"İçtihat Metni"
MAHKEMESİ : Sakarya Bölge Adliye Mahkemesi 2. Hukuk Dairesi
SAYISI : 2022/359 E., 2023/286 K.
DAVA TARİHİ : 15.11.2019
KARAR : Başvurunun kısmen kabulü ile esas hakkında yeniden hüküm kurma
İLK DERECE MAHKEMESİ : Kdz .Ereğli Aile Mahkemesi
SAYISI : 2019/910 E., 2021/861 K.
Taraflar arasındaki karşılıklı boşanma davasından dolayı yapılan yargılama sonunda İlk Derece Mahkemesince her iki davanın da kabulüne, tarafların boşanmalarına ve fer'îlerine karar verilmiştir.
Kararın ... erkek vekili tarafından istinaf edilmesi üzerine, Bölge Adliye Mahkemesince başvurunun kısmen kabulü ile İlk Derece Mahkemesi hükmü kaldırılarak yeniden esas hakkında hüküm kurulmak suretiyle karar verilmiştir.
Bölge Adliye Mahkemesi kararı ... erkek vekili tarafından temyiz edilmekle; kesinlik, süre, temyiz şartı ve diğer usul eksiklikleri yönünden yapılan ön inceleme sonucunda, temyiz dilekçesinin kabulüne karar verildikten ve Tetkik Hâkimi tarafından hazırlanan rapor dinlendikten sonra dosyadaki belgeler incelenip gereği düşünüldü:
I. DAVA
... erkek vekili dava dilekçesinde özetle; kadının günlük yaşamda annesine ve abisine eş ve çocuğundan fazla zaman ayırdığını, kas sistemi ile ilgili tedavi edilmez ise çok ağır sonuçlar doğurabilecek rahatsızlığı bulunduğunu, tedaviye yanaşmadığını, hastaneye gittiğini eşinden sakladığını, hiçbir sebep olmadığı halde 7-8 aydır "boşanalım, ayrılalım" teklifinde bulunduğunu, 22.10.2019 tarihinde ortak çocuğu da alarak ortak konuttan ayrıldığını ileri sürerek davanın kabulüne, tarafların 4721 sayılı Türk Medeni Kanunu’nun ( 4721 sayılı Kanun) 166 ncı maddesinin birinci fıkrası uyarınca evlilik birliğinin temelinden sarsılması nedeniyle boşanmalarına, ortak çocuğun velâyetinin babaya bırakılmasına, 20.000,00 TL maddî ve 20.000,00 TL manevî tazminata karar verilmesini talep ve dava etmiştir.

Yapılacak iş
Boşanma davasıyla ilgili mahkeme kararını son cümlesinden sonrasıyla sürdürün. Aşağıdaki veriler başka bir kaynaktan alınmıştır.

Saklanan veriler:
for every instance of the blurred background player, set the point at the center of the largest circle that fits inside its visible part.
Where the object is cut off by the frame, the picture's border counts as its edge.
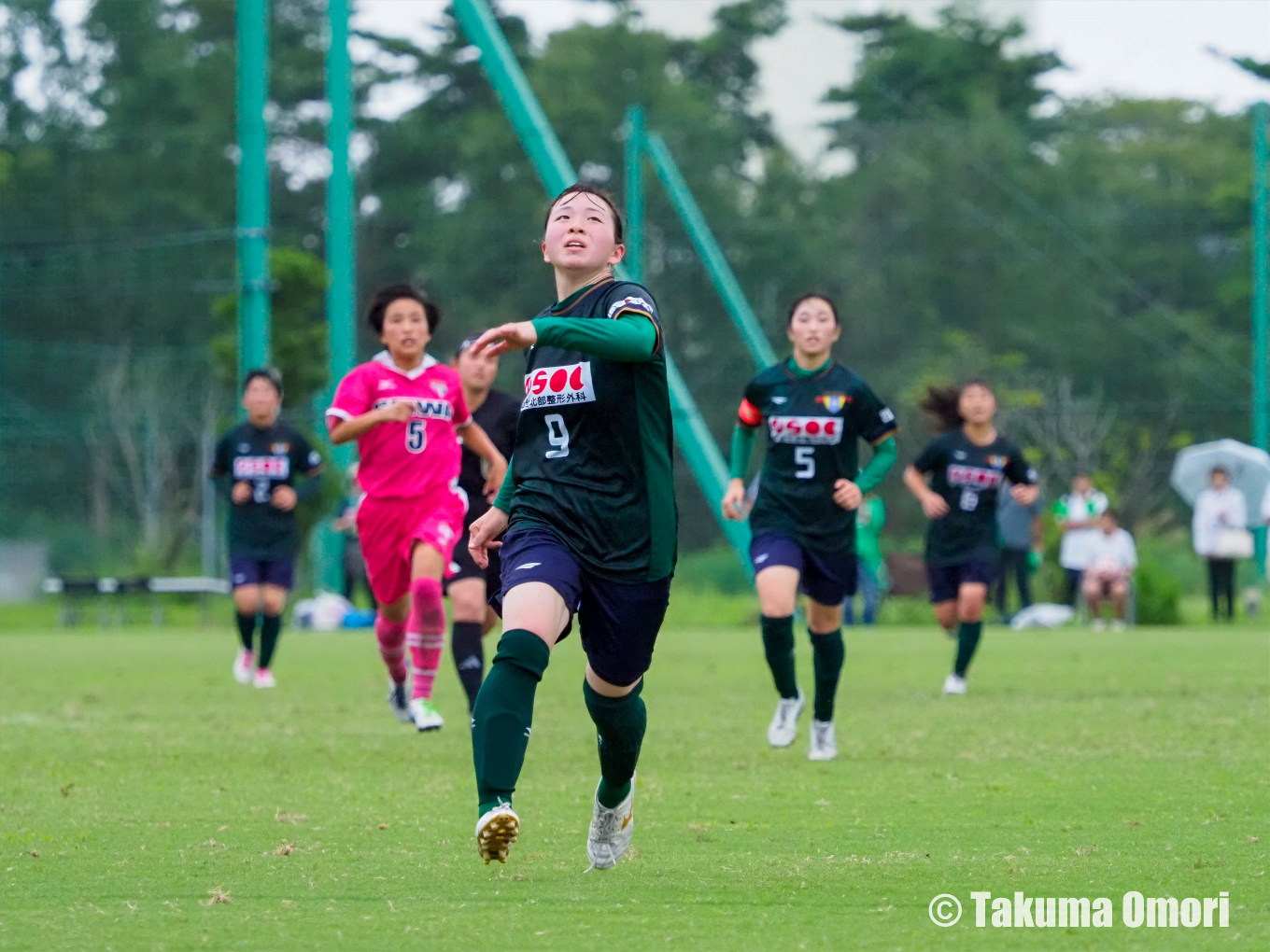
(1077, 515)
(470, 585)
(1111, 559)
(405, 409)
(874, 581)
(1019, 527)
(804, 518)
(1220, 510)
(258, 461)
(589, 500)
(968, 465)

Yazılı cevap
II. CEVAP
Davalı-davacı kadın vekili cevap ve karşı dava dilekçesinde özetle; kendisine bakmak zorunda olmadığını, ailesinin kendisine bakmasını söylediğini, kadında Huntington hastalığının başlangıcı olduğunu, stres altında olan kadının gerekli ekonomik desteği göremediğini ve hastaneye götürülmediğini, erkeğin kadına hitaben; " sen artık hastasın, baban gibi olacaksın, sakat kalacaksın, ben seni bırakmak zorundayım" diyerek evden kovmaya çalıştığını, annesinin psikolojik ve fiziksel şiddetine maruz kaldığını, annesinin baskısına ses çıkarmadığını, kendi ailesinin yanına gitmemesi için psikolojik ve fiziksel şiddet uyguladığını, hastalığıyla ve tedavisiyle ilgilenmeyerek maddî destek olmadığını, sürekli kavga çıkarıp aile içinde yaşadıklarını başkalarına anlattığını, eş ve ailesini aşağıladığını, kadınlık yapamadığını söylediğini, özgürlüğünü kısıtladığını, sevmediğini ve evlilikten bıktığını söylediğini belirterek, asıl davanın reddi ile karşı davanın kabulüne, tarafların 4721 sayılı Kanunun 166 ncı maddesinin birinci fıkrası uyarınca evlilik birliğinin temelinden sarsılması nedeniyle boşanmalarına, ortak çocuğun velâyetinin anneye bırakılmasına, ortak çocuk yararına aylık 1.000,00 TL tedbir ve iştirak, kadın yararına aylık 1.000,00 TL tedbir ve yoksulluk, 50.000,00 TL maddî, 250.000,00 TL manevî tazminata ve 100 gram ağırlığında 4 adet 22 ayar altın bilezik, kolye içerisinde ki bir adet 22 ayar ziynet altın, 15 adet çeyrek altın, 1 adet 22 ayar 15 gram bileziğin kadına verilmesine karar verilmesini talep ve dava etmiştir.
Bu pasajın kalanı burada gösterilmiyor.